Reading passage:
====

# Mysql problem?!?!?!



## leroycocu (Feb 3, 2004)

i have recently installed the newest apache server, php and mysql.
but i i try to connect to the mysql server with the phpmyadmin,
i can use config http and cookie.
with http it doesnt seem to know my password  
with cookie "#1251 - Client does not support authentication protocol requested by server; consider upgrading MySQL client"
with config #1251 - Client does not support authentication protocol requested by server; consider upgrading MySQL client" then i usedmysql administrator and i can get in :up: i then created a schema named "phpbb"
then i got the phpbb forum but when i set te mysql version to "MySQL 4.x"
and fill every thing in it says 

"Warning: mysql_connect(): Client does not support authentication protocol requested by server; consider upgrading MySQL client in X:\*path*\mysql4.php on line 48

Warning: mysql_error(): supplied argument is not a valid MySQL-Link resource in X:\*path*\mysql4.php on line 330

Warning: mysql_errno(): supplied argument is not a valid MySQL-Link resource in X:\*path*\mysql4.php on line 331
phpBB : Critical Error 

Could not connect to the database"
and if i use "MySQL 3.x" its says 
"phpBB : Critical Error 

Could not connect to the database"
i hope i have given enough information  please hlelp


----------



## Rockn (Jul 29, 2001)

What are the lines of code referenced in the error messages? Check out this forum and the solutions:
http://forums.mysql.com/read.php?11,6400,10611#msg-10611


----------



## leroycocu (Feb 3, 2004)

well i have tried what was standing there but doesnt work :S
and because of the connection i thought well lets scan if i could find the port.
and yes i did find the port but only problem is is says someweard tekst.
check here for the image click here for the image i have found a port scanner and scanned myself and the port scanner could check what programm the port is using in the picture you could see what the result is


----------



## Rockn (Jul 29, 2001)

Since you are running this on your PC do you have any firewall software running?


----------



## leroycocu (Feb 3, 2004)

uh well i have the standart windows xp firewall and service pack 2 is installed too


----------



## Rockn (Jul 29, 2001)

Turn them off


----------



## leroycocu (Feb 3, 2004)

well i have turned of my firewall and i did a scan again on the mysql port but it stil gives me "crap" but i am not going to uninstall service pack 2 becuase it is blocking 99.99% of the pop up's and ad/spy-ware


----------



## ryanmetcalf (Feb 15, 2005)

Rockn said:


> What are the lines of code referenced in the error messages? Check out this forum and the solutions:


Warning: mysql_connect(): Client does not support authentication protocol requested by server; consider upgrading MySQL client in -\phpBB2\db\mysql4.php on line 48

Warning: mysql_error(): supplied argument is not a valid MySQL-Link resource in -\phpBB2\db\mysql4.php on line 330

Warning: mysql_errno(): supplied argument is not a valid MySQL-Link resource in -\phpBB2\db\mysql4.php on line 331
phpBB : Critical Error

Could not connect to the database

I have MySQL Administrator and allowed old_passwords
I have SP2 with no firewall software(at router level)
Whats goin on?

Edit: -\phpBB2\ is actually has the file location of the file C;\.... but your anti-spam policy blocks me from putting this up.


----------

====

Required work:
Copy out the MySQL thread word for word, everything from "well i have turned" down to "(Feb 15, 2005)".

Stored data:
====

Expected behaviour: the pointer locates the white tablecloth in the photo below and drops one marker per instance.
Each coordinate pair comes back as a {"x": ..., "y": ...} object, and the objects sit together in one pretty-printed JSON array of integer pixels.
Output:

====

Exercise solution:
well i have turned of my firewall and i did a scan again on the mysql port but it stil gives me "crap" but i am not going to uninstall service pack 2 becuase it is blocking 99.99% of the pop up's and ad/spy-ware


----------



## ryanmetcalf (Feb 15, 2005)